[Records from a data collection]

◆ ◆ ◆

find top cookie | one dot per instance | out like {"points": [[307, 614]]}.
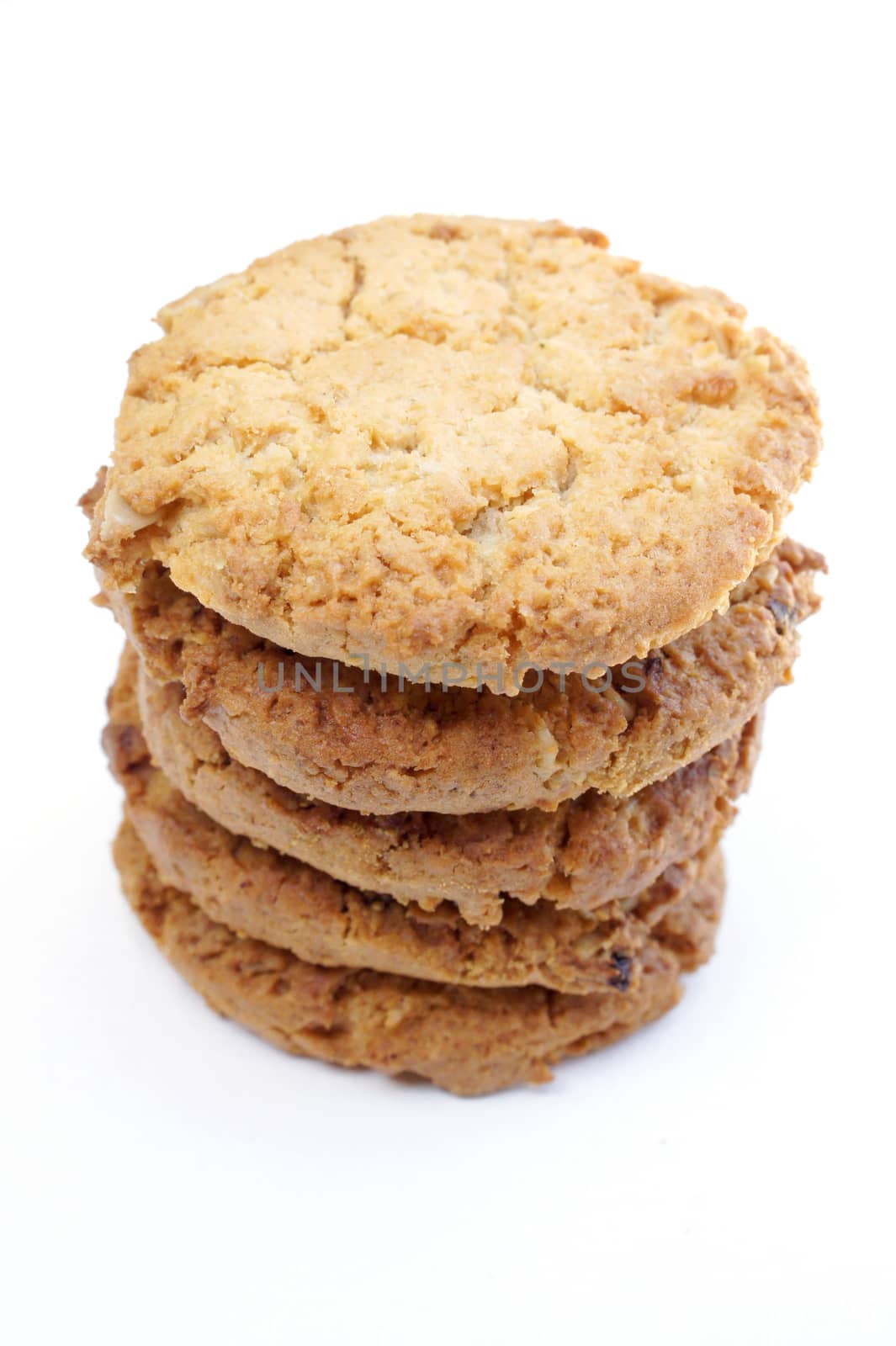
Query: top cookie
{"points": [[455, 441]]}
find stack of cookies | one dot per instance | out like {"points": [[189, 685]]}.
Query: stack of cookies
{"points": [[449, 558]]}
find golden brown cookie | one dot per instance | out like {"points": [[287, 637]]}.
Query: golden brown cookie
{"points": [[463, 441], [592, 850], [294, 906], [463, 1040], [385, 749]]}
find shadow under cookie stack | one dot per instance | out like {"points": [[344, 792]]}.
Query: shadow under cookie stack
{"points": [[451, 563]]}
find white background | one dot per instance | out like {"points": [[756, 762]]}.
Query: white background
{"points": [[727, 1175]]}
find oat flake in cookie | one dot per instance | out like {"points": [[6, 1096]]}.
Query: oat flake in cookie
{"points": [[455, 441]]}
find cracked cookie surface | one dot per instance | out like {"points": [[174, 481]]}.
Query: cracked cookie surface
{"points": [[463, 441], [384, 749], [291, 905], [590, 851], [466, 1040]]}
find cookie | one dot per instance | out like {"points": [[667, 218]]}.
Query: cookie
{"points": [[590, 851], [471, 442], [291, 905], [385, 749], [463, 1040]]}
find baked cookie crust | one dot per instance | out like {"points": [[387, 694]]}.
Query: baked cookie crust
{"points": [[291, 905], [467, 1041], [385, 749], [590, 851], [460, 441]]}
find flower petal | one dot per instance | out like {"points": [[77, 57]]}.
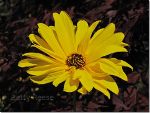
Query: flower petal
{"points": [[60, 79], [41, 70], [82, 90], [30, 62], [82, 28], [50, 53], [85, 79], [102, 37], [84, 43], [39, 56], [36, 39], [48, 35], [65, 31], [101, 89], [71, 85]]}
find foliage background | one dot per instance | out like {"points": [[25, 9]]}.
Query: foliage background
{"points": [[19, 18]]}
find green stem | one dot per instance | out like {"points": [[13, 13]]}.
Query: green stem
{"points": [[74, 101]]}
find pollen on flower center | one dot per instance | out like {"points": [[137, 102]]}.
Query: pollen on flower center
{"points": [[76, 60]]}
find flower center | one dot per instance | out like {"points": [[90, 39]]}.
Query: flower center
{"points": [[76, 60]]}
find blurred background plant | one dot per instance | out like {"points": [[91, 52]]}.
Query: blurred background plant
{"points": [[19, 18]]}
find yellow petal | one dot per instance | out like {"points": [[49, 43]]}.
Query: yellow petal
{"points": [[60, 79], [36, 39], [82, 28], [41, 70], [30, 62], [95, 71], [111, 68], [48, 35], [109, 83], [97, 34], [44, 79], [85, 41], [102, 37], [50, 53], [85, 79], [101, 89], [71, 85], [39, 56], [65, 32], [82, 90]]}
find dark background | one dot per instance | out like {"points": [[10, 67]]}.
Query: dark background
{"points": [[19, 18]]}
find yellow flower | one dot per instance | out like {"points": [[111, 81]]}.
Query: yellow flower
{"points": [[71, 54]]}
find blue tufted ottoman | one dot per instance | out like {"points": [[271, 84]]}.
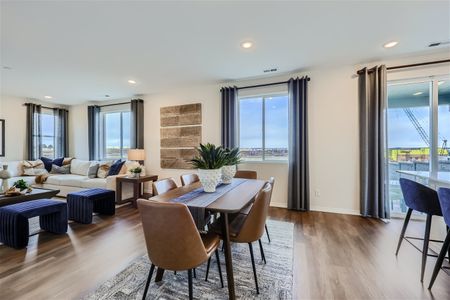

◆ ◆ ◆

WRITTEN PROBLEM: Resize the lines from the one containing "find yellow flower" through the end of the records, inclusive, by writing them out again with their requests unchanged and every point coordinate in the answers multiplied by 2.45 and rounded to a whole number, halves up. Omit the pictures.

CORRECT RESPONSE:
find yellow flower | one dot per instance | out like {"points": [[111, 81]]}.
Query: yellow flower
{"points": [[174, 132]]}
find blue tufted ottoman | one dot per instance | out like {"points": [[271, 84]]}.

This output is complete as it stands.